Top of Extract

# Feeding your dog once a day



## pr3dat0r (Sep 2, 2011)

I feed my dog only once a day, is this bad? I feed her every day around 4-5 PM and sometimes I give her treats around midnight.

The reason why I do this is because she's very, very picky. Usually in the morning we eat things she doesn't (jam, toast, fried eggs, sandwiches) etc, so I wait until lunch because that's when my mother prepares food which includes meat. 

What about giving her kibble in the morning and then canned food in the evening? Would that be better? I'm so out of ideas, I really don't know what to feed my dog. She only eats chicken. 

I know she's not being fed properly and it's all my fault.


----------



## ladyshadowhollyjc (Oct 28, 2008)

I have no problem with dogs fed once a day. Our adult dogs eat once a day usually around 10pm. That's their routine and what they're used to. It works for us. 

It doesnt sound like the problem is how many times a day you feed your dog. 
Your dog is picky? Does that mean she won't eat all her food? Are you bribing her to eat with the chicken?


----------



## Damon'sMom (Aug 2, 2011)

Is she only eating chicken or are you bribing her to eat by feeding chicken and something else also?


----------



## oldhounddog (May 31, 2010)

You did not say what kind of dog food you are feeding or how much. I have a dog that is not a morning eater , however he will eat at about 10 o'clock am. I would try to find quality dry kibble and offer a meal in morning and afternoon. I have never fed once a day bc I was always concerned about the potential for bloat , also a dog can have stomach upset going 24 hrs between meals.

Best , oldhound


----------



## xxxxdogdragoness (Jul 22, 2010)

Same here, if she likes chicken, there are a few good kibbles that have chicken in them, Freshpet is one of them, or you could go raw if kibble isn't for you, www.dogfoodadvisor.com is a good site to do research, also www.dogfoodanalysis.com is another good site.

I feed mine at nite around 8:30-9:30pm (if they come in really hot after playing... I don't feed dogs when they are hot, I think there is mote harm in that then feeding once a day.). I dont see the prob with it, unless you have a puppy, or a sog/breed that is prone to bloat.


----------



## GottaLuvMutts (Jun 1, 2009)

As others have mentioned, the bigger the meal, the greater the risk for bloat. What breed is the dog we're talking about? And how fast does she eat? These are other risk factors.


----------



## mom24doggies (Mar 25, 2011)

Personally, all my dogs get fed once a day unless they are puppies. Then it's at least twice, if not more depending on their age. So far, I've had no problems with it. However, some of the other posters brought up some good points, such as bloat.


----------



## Willowy (Dec 10, 2007)

Does she really eat only chicken? Cooked or raw? Organs or just breast meat like humans prefer? With raw bones or without (never ever give cooked bones)? Just chicken isn't a balanced diet and she'll eventually end up with deficiencies if that's all she eats. I would recommend getting a high-quality kibble (meat as the first ingredient), and mix in the chicken really well so she'll eat it all. Or canned food if she'll eat it. . .at any rate, she needs a balanced diet. Or learn how to give her a balanced raw or homecooked diet (this requires a lot of research so you don't leave anything out).

Bottom of Extract
Top of Excerpted records

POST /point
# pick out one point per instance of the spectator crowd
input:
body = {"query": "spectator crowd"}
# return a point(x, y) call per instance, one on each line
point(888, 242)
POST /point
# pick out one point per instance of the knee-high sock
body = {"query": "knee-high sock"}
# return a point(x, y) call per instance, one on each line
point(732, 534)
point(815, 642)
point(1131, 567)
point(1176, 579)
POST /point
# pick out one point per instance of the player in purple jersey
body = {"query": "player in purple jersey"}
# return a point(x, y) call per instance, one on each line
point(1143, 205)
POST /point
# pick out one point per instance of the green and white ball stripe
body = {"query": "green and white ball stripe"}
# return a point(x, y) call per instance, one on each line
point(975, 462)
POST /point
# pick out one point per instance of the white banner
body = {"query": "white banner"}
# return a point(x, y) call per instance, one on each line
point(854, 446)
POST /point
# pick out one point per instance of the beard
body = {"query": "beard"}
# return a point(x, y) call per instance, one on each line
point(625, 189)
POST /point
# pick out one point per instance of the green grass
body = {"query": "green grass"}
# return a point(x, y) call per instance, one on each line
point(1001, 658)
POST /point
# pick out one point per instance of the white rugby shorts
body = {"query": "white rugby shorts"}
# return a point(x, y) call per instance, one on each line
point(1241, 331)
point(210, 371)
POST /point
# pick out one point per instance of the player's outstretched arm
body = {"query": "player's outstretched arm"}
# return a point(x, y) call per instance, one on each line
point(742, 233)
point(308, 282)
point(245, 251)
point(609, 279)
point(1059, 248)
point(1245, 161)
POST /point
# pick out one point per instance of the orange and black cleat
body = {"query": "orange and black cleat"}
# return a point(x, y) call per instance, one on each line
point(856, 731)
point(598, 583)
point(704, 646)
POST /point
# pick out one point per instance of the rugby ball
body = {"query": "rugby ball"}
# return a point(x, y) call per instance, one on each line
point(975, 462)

Bottom of Excerpted records

Study questions:
1. In the thread on feeding a dog once a day, at what time do ladyshadowhollyjc's adult dogs usually eat?
2. Carry on the thread on feeding a dog once a day from the point at which it ends.
The records are material separate from the thread on feeding a dog once a day.

Outputs for the tasks:
1. Usually around 10 pm.

2.
Personally, I like to feed my dogs twice a day. I wouldn't like to eat only once a day. Sure, you can get all your daily calories in one sitting, and probably you'd do just fine, but, well, ugh. I would be hungry. I'm sure dogs are the same.


----------



## JohnnyBandit (Sep 19, 2008)

I have fed adult dogs once a day forever..... Puppies.... twice a day.


----------



## TangentPlane (Jan 14, 2012)

The DNA of dogs are over 99% identical to wolves. Wolves eat at most once a day. The wolf fasts, sometimes for weeks at a time with no harm to its muscles, and occasionally will eat vegetation until it gets a kill. It then eats as much as it can, possibly over 20lbs of meat. Dogs are very similar and will thrive if fed once a day or even less frequently. The key is to feed the dogs raw food only - raw meat, raw eggs, and raw GREEN vegetables (no potatoes or carrots), and very rarely feed them berries. My dogs (german Shepard, black lab, golden retriever) stay outside all day, then around 4PM I run them, then I feed them about 3lbs of raw meat with some greens (peas, green beans...) about 10-20 minutes after the workout. This is identical to how wolves feed in the wild. The wolves almost always searches for prey near dusk, chases it down, then eats a massive post workout meal. My black lab is 11 years old, and honest to God, I had somebody guess that she was 4 years old the other day. The interesting things about this way of eating is that it is pretty much identical to how the human being is designed to eat. Humans have evolved in a very similar way to the k-9 (more reason for why the canine is mans best friend). Humans evolved to gather, hunt, toil, and play during the day while eating light foods like veggies and berries, then concluding the day in the evening with 1-2 large meals that have a large amount of fat and protein.


----------



## TangentPlane (Jan 14, 2012)

http://www.wolfsongalaska.org/wolves_what_food.htm


----------



## PatchworkRobot (Aug 24, 2010)

TangentPlane - did you know that there is something like a 2.5% difference in DNA that separates humans from mice? What do you have to say about that?

There is nothing wrong with feeding once a day but it does increase risks of bloat so make sure to watch out for that.


----------



## Loki Love (May 23, 2010)

PatchworkRobot said:


> There is nothing wrong with feeding once a day but it does increase risks of bloat so make sure to watch out for that.


No one knows the exact causes for bloat. Ultimately, you have to do what you feel is best. I feed Loki once a day. He's a Dane - absolutely 100% prone to bloat - but I don't for one second believe that him eating only once a day is somehow increasing his risks.


----------



## TangentPlane (Jan 14, 2012)

PatchworkRobot said:


> TangentPlane - did you know that there is something like a 2.5% difference in DNA that separates humans from mice? What do you have to say about that?
> 
> There is nothing wrong with feeding once a day but it does increase risks of bloat so make sure to watch out for that.


That is precisely why mice are used in scientific studies to determine cause/effects for humans. Scientists use mice in studies every day to observe effects that they presume will be very similar to what would happen to a human. The truth is it works very well. Humans and mice react almost identically to every stimuli imaginable - food, sleep, chemicals, drugs, etc...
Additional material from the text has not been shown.